*Listed records*
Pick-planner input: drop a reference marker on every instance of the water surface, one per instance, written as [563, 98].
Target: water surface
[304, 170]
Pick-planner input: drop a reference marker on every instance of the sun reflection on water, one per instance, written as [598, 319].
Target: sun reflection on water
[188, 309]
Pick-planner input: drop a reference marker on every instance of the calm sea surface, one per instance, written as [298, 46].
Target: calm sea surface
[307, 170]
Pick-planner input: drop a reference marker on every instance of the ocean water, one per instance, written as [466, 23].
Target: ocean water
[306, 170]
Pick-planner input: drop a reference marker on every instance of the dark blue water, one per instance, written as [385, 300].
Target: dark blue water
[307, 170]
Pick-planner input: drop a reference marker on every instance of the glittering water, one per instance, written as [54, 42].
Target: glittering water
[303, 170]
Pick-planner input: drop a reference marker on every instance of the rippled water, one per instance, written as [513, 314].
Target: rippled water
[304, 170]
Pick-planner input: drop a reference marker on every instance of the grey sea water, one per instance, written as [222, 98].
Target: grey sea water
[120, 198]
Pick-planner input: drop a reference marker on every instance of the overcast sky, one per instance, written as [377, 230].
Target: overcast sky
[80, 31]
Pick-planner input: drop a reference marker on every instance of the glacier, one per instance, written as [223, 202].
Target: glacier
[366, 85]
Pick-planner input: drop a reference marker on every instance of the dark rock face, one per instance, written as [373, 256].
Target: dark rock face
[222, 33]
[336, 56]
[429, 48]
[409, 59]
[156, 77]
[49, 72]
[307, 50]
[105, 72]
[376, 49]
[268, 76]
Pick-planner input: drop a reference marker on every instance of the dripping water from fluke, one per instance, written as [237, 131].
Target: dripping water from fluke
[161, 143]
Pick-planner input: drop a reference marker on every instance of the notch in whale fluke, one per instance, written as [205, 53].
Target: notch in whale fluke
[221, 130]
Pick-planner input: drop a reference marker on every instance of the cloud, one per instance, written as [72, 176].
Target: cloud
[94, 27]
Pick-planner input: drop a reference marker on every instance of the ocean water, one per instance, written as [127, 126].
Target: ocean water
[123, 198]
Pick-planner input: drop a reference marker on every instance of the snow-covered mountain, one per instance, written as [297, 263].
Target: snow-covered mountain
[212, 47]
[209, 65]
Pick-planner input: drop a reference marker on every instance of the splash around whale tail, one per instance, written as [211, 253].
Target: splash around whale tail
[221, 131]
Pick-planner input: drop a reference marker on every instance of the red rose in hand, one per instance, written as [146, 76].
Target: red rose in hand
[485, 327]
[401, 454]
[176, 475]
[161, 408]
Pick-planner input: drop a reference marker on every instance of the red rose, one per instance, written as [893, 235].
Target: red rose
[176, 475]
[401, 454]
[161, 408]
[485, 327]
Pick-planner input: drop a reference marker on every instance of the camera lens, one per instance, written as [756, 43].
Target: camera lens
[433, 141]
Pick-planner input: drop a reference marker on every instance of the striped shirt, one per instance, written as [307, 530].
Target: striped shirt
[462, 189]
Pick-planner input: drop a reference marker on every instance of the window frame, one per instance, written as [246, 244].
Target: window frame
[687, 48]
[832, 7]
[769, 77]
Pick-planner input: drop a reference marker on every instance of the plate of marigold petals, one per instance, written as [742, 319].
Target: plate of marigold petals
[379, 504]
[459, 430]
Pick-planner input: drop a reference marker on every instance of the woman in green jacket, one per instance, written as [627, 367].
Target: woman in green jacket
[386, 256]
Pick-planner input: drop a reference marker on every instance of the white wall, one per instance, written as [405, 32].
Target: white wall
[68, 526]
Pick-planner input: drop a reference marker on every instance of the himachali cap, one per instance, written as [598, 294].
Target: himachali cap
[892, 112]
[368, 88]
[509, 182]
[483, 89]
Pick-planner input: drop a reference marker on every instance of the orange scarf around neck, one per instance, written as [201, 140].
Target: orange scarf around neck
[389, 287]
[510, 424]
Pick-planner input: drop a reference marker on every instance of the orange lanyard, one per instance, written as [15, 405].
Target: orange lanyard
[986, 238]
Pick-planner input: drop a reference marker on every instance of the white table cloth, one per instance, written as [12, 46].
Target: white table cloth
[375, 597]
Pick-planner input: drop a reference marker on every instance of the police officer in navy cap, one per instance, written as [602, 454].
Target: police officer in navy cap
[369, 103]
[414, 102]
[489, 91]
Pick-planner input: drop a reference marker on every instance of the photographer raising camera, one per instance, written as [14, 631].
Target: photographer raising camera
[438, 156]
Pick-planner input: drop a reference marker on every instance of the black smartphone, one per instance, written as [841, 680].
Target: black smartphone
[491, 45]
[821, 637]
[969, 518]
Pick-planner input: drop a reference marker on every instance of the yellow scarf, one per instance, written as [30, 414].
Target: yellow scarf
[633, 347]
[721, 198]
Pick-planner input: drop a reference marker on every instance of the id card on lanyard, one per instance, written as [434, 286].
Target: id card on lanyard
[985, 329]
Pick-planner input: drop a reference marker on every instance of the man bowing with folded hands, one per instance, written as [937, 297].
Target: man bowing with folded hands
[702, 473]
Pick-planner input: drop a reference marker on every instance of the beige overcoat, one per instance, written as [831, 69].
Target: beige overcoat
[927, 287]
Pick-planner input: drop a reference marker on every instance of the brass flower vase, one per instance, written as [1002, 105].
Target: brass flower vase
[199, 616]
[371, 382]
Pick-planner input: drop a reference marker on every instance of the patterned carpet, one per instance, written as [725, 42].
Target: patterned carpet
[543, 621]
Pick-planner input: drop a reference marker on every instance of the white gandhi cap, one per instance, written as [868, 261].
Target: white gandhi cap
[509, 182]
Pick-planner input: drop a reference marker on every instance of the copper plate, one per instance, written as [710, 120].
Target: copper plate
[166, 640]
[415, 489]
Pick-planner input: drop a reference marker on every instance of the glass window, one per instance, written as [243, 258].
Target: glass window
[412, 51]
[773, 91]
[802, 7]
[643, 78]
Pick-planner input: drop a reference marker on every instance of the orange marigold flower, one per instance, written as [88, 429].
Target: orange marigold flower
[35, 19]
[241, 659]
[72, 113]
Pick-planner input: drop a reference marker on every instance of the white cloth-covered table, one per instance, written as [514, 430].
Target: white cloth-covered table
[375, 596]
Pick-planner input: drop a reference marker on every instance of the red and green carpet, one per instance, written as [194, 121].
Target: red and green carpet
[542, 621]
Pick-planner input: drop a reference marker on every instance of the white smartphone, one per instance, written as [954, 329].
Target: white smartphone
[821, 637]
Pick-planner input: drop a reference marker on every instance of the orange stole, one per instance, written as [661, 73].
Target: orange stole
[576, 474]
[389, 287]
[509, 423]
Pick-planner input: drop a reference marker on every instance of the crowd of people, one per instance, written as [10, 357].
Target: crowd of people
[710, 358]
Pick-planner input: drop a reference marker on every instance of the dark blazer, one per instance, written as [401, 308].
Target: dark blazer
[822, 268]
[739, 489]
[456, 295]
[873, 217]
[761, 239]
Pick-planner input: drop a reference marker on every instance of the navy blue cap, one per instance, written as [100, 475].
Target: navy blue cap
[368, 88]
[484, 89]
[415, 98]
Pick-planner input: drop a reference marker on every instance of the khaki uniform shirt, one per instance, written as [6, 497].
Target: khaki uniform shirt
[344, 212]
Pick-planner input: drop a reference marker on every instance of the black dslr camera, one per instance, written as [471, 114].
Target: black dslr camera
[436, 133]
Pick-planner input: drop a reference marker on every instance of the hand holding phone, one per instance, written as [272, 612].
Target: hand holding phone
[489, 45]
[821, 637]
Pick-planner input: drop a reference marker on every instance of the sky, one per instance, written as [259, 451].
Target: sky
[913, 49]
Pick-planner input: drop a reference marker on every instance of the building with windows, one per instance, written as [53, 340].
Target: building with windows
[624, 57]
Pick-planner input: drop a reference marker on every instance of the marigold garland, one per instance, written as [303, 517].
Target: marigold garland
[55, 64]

*Task instructions*
Quote verbatim the line containing "as [6, 497]." and every line after it through the end of the records above.

*Written solution*
Pick-planner input: drop a reference marker on every instance of the khaki uniform shirt, one per instance, written as [6, 497].
Target: khaki uniform shirt
[344, 212]
Pick-planner input: drop a reference marker on every instance of the black dslr camera, one per instance, written as [471, 114].
Target: black dslr camera
[436, 133]
Pick-planner input: drop a reference marker on every instance of the hand holding phone, one per instance, written as [272, 612].
Target: hand holding phone
[489, 45]
[821, 637]
Pick-planner input: drop a reference marker on every instance of the sky, one per instance, written as [259, 451].
Target: sky
[913, 49]
Pick-planner input: drop a reference marker on every instance of the building with windows, one per instance, written as [53, 340].
Target: building with windows
[624, 57]
Pick-planner input: drop a reference marker on every instance of the marigold garland, one per instance, written as [303, 517].
Target: marigold garland
[55, 64]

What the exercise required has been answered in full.